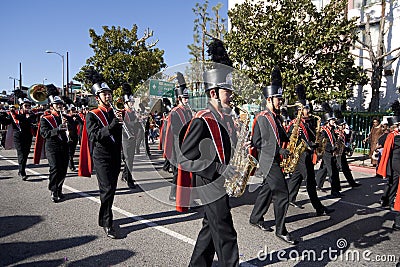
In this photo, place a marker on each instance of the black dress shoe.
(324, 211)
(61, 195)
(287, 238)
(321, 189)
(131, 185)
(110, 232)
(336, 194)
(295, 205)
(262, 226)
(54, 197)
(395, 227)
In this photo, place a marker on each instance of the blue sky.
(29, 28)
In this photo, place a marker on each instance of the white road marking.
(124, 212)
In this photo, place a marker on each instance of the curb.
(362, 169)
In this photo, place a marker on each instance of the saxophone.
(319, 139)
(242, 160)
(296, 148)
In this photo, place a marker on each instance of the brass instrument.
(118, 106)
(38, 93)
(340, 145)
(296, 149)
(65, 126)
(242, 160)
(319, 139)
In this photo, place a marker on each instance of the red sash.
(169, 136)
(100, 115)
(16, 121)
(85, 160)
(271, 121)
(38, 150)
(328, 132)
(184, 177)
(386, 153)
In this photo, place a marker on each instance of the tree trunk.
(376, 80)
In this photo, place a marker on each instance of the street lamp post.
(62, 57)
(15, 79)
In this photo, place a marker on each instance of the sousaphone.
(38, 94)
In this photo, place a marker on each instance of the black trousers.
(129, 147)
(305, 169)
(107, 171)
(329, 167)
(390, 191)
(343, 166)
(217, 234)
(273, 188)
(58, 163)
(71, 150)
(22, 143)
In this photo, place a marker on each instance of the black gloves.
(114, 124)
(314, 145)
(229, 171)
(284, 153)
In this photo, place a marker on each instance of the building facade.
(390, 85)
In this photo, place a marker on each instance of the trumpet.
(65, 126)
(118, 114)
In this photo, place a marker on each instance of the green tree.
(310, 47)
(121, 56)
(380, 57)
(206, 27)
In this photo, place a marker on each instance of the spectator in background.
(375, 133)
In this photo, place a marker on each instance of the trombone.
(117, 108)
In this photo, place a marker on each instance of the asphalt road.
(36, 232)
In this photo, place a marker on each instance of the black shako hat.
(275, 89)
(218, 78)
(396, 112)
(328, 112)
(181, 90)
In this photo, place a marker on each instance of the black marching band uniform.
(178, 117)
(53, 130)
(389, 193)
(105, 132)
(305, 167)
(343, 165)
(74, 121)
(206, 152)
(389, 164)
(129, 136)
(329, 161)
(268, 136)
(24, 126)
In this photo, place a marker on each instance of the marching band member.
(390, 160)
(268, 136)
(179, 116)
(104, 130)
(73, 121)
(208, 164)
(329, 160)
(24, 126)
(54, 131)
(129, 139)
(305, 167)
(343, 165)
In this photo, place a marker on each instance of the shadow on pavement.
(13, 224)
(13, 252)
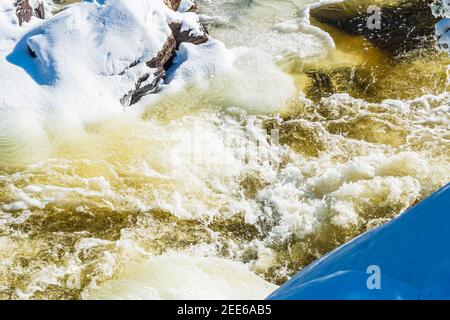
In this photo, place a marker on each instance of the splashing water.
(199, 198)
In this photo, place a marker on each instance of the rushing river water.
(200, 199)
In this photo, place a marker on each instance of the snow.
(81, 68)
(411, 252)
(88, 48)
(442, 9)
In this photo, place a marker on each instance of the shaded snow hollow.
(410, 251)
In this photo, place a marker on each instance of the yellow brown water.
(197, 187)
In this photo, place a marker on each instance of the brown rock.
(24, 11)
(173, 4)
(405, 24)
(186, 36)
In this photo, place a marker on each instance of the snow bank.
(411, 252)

::::

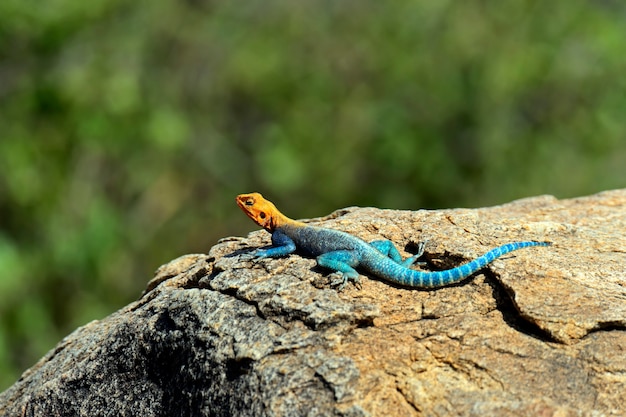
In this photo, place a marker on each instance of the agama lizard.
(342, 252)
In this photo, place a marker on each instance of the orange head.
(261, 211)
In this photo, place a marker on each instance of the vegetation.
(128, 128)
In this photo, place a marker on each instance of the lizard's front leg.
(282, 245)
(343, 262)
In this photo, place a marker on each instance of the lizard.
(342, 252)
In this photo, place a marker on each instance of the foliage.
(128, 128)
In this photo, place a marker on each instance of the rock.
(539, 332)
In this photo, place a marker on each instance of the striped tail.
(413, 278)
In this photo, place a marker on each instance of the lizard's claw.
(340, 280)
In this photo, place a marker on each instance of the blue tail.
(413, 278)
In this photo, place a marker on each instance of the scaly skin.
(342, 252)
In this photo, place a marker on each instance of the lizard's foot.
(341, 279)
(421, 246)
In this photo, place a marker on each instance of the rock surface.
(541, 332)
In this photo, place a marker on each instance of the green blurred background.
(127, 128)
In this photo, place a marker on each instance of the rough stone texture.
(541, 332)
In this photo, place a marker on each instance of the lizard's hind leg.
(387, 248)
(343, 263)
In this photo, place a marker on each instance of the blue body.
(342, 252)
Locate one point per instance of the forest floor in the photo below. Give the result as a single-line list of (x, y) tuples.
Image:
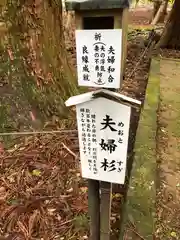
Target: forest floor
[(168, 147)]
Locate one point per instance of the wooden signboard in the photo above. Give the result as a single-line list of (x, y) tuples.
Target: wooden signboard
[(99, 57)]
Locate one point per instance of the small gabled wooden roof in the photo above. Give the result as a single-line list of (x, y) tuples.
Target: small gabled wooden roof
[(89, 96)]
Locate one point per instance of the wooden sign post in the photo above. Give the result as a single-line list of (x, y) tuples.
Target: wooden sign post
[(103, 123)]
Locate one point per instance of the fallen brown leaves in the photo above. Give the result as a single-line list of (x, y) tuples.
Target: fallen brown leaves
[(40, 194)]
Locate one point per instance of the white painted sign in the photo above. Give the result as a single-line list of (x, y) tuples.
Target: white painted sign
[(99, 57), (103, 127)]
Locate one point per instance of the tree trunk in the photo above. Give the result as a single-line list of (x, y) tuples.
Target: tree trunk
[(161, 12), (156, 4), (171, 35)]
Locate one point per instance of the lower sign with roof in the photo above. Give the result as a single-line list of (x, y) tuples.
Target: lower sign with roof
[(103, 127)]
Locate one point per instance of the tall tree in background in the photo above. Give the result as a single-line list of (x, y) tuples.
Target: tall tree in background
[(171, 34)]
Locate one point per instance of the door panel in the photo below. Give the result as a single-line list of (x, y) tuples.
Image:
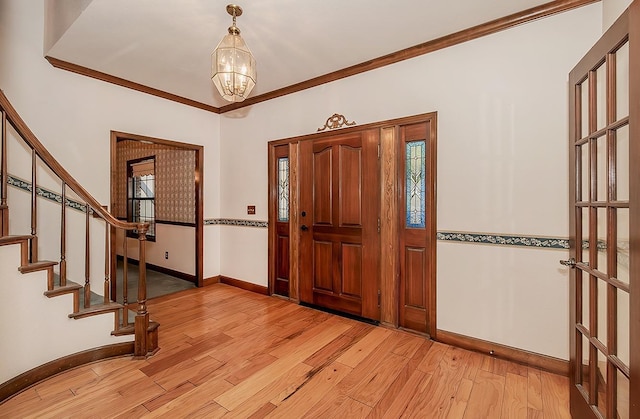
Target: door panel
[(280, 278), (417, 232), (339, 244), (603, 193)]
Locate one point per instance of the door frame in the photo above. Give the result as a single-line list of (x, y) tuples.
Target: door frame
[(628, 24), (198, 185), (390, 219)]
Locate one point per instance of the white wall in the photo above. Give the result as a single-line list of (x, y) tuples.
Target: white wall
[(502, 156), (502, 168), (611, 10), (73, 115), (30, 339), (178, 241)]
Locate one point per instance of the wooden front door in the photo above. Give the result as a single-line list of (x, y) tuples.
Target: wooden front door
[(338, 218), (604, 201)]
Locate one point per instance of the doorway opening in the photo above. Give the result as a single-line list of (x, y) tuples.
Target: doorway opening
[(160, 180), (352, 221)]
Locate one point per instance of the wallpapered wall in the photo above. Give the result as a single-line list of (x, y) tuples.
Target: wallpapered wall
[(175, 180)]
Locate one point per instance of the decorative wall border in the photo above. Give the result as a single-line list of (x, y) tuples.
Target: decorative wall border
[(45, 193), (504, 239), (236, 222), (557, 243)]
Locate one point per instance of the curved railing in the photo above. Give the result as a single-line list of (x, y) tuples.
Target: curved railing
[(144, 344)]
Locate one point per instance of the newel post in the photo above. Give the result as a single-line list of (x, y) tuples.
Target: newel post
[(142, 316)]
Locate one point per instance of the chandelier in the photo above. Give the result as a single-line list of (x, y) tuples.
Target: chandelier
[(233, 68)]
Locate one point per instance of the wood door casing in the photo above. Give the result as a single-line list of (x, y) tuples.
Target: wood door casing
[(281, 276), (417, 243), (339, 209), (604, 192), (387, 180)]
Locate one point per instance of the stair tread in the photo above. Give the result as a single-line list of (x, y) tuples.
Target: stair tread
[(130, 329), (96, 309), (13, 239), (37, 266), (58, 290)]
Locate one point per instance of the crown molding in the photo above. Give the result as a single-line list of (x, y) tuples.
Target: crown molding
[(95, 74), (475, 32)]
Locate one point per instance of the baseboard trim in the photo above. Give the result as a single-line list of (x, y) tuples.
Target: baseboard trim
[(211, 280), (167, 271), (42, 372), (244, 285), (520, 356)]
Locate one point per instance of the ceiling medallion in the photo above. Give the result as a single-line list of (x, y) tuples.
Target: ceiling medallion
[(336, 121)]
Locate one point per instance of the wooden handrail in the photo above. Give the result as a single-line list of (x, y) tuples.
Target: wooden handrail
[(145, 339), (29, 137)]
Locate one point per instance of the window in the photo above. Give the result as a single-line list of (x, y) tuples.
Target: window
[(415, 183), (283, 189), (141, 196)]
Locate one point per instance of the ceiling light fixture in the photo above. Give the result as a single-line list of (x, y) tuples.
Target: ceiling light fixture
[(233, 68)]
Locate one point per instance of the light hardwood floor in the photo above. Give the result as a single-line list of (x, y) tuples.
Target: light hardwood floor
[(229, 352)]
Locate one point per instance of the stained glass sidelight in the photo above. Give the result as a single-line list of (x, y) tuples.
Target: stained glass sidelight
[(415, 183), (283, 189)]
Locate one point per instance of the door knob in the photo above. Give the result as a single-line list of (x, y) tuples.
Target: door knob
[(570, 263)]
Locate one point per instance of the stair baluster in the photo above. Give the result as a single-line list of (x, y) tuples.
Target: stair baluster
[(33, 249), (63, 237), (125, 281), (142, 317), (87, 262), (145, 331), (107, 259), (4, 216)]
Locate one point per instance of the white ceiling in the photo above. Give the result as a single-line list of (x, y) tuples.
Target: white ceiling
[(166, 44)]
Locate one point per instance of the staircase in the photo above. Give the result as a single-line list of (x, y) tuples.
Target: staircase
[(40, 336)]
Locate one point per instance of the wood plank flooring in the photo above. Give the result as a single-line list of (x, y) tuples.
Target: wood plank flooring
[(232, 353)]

::::

(ABOUT THIS EXERCISE): Return all lines of the material above in which the word "below" occurs.

(YOUR RESPONSE):
Locate one point per instance of the forest floor in the photo below. Give the result as a single-line list of (x, y) tuples.
Locate one point per instance of the door panel in the photo below. Give the result as a single-line list of (x, y) tuples.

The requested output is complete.